=== Given instruction ===
Copy out the listing below with each "identify" changed to "locate", leaving every other part as it is.

=== Working data ===
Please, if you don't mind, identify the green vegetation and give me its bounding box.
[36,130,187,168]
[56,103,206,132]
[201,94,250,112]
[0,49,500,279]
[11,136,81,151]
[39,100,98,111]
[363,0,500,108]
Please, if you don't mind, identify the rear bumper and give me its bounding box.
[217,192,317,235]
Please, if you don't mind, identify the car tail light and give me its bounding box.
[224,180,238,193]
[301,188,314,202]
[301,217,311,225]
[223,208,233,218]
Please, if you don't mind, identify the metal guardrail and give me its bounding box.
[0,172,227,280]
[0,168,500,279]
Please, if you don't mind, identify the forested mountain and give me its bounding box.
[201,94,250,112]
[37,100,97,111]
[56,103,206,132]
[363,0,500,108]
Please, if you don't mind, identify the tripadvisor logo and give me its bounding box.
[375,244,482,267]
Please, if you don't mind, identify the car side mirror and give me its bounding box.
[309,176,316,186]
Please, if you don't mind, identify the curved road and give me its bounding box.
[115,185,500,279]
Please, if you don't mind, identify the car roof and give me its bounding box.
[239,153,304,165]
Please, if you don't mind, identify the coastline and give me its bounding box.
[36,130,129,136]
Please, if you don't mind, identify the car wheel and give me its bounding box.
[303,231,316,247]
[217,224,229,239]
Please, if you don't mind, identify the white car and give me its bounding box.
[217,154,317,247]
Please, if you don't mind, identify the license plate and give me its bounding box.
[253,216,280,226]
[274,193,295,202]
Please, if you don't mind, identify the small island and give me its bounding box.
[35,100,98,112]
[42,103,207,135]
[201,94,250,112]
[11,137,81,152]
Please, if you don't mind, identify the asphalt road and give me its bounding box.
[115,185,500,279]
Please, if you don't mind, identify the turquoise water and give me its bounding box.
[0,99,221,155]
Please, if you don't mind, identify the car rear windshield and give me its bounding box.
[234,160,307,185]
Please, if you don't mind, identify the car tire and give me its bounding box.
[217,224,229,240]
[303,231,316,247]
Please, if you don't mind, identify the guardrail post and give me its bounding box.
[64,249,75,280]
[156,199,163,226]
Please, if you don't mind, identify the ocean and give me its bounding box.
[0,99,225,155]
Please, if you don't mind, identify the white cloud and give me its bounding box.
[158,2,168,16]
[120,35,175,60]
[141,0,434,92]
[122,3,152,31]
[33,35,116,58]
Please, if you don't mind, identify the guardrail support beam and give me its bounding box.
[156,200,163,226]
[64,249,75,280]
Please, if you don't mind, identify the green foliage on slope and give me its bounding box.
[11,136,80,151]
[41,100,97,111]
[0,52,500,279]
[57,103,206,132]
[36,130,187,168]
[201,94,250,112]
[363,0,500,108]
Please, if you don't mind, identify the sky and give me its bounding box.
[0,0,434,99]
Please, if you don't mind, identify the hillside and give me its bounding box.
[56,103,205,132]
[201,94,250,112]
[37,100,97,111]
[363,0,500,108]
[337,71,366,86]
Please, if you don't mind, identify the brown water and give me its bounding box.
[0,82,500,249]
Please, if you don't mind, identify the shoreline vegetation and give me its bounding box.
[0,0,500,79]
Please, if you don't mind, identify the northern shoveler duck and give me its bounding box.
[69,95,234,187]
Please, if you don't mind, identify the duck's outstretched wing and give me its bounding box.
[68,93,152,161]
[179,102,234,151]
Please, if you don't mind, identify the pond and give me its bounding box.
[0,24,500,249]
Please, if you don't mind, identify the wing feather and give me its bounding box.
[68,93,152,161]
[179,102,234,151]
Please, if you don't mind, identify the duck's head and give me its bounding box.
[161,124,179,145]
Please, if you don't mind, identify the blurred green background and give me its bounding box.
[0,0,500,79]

=== Task solution ===
Please, if you don't mind, locate the green vegetation and give me its bounding box.
[36,130,187,168]
[56,103,206,132]
[201,94,250,112]
[0,49,500,279]
[11,136,81,151]
[39,100,98,111]
[363,0,500,108]
Please, if you don't mind, locate the rear bumper and give me its bounding box.
[217,192,317,235]
Please, if you don't mind, locate the car tail light and give me its bounding box.
[224,180,238,193]
[301,188,314,202]
[301,217,311,225]
[223,208,233,218]
Please, if you don't mind, locate the metal guardrail and give me its bounding box.
[0,172,227,280]
[0,168,500,279]
Please, if you don't mind, locate the forested mountain and give me its bounding box.
[201,94,250,112]
[37,100,97,111]
[56,103,206,132]
[363,0,500,108]
Please, if you don't mind, locate the tripadvisor logo and give me its bounding box.
[375,244,482,267]
Please, if you don't mind, locate the car side mirror and give me its bounding box.
[309,176,316,186]
Please, if you don't mind, locate the curved road and give me its bounding box.
[115,185,500,279]
Please, if you don't mind, locate the car roof and give me its bounding box.
[239,153,304,165]
Please, if you don't mind, locate the coastline and give me its bounding box.
[36,130,129,136]
Please, if you don't mind, locate the car wheel and give me its bounding box.
[303,231,316,247]
[217,224,229,239]
Please, if you don't mind, locate the white car and give me its bounding box.
[217,154,317,247]
Please, if you don't mind, locate the license plate and give me its bounding box.
[253,216,280,226]
[274,193,295,202]
Please, if you don't mind, locate the small island and give me its bounding box.
[35,100,98,112]
[42,103,207,135]
[201,94,250,112]
[11,137,81,152]
Please, if you don't mind, locate the asphalt road and give me its bounding box.
[115,185,500,279]
Please, if you don't mind, locate the turquoise water and give me its bounding box.
[0,99,221,155]
Please, if you don't mind, locate the car rear windshield and give me its bounding box.
[234,160,307,185]
Please, if you don't mind, locate the car tire and give me its bounding box.
[217,224,229,240]
[303,231,316,247]
Please, if you don't mind, locate the guardrail post and give me its bounding box.
[64,249,75,280]
[156,199,163,226]
Please, if you don't mind, locate the ocean and give me its bounding box.
[0,99,225,155]
Please, if you don't mind, locate the white cloud and give me its bounding box.
[158,2,168,16]
[120,35,175,60]
[141,0,434,92]
[122,3,152,31]
[33,35,116,58]
Please, if you don't mind, locate the guardrail support beam and give me its bounding box.
[156,200,163,226]
[64,249,75,280]
Please, if you don't mind, locate the green foliage on slope and give me its bounding box.
[11,136,80,151]
[41,100,97,111]
[0,52,500,279]
[57,103,206,132]
[36,130,187,168]
[201,94,250,112]
[363,0,500,108]
Please, if you don't mind, locate the sky and give me its bounding box.
[0,0,434,99]
Please, if you don't mind, locate the hillside and give me its bounding box.
[56,103,205,132]
[201,94,250,112]
[37,100,97,111]
[363,0,500,108]
[337,71,366,86]
Please, if you don't mind, locate the brown water and give me its bounding box.
[0,82,500,249]
Please, if you don't mind, locate the shoreline vegetation and give me its bounding box.
[0,0,500,79]
Please, if you don't mind, locate the northern shoveler duck and give me its bounding box.
[69,95,234,187]
Please, if you don't mind, locate the duck's outstretched wing and give me its bounding box.
[68,93,152,161]
[179,102,234,151]
Please, if you don't mind, locate the pond and give me its bounding box.
[0,24,500,249]
Please, if you don't mind, locate the wing feather and give me its bounding box.
[68,93,152,161]
[179,102,234,151]
Please, if you don't mind, locate the duck's head and give me its bounding box.
[161,124,179,145]
Please, if you don't mind, locate the blurred green background and give me its bounding box.
[0,0,500,79]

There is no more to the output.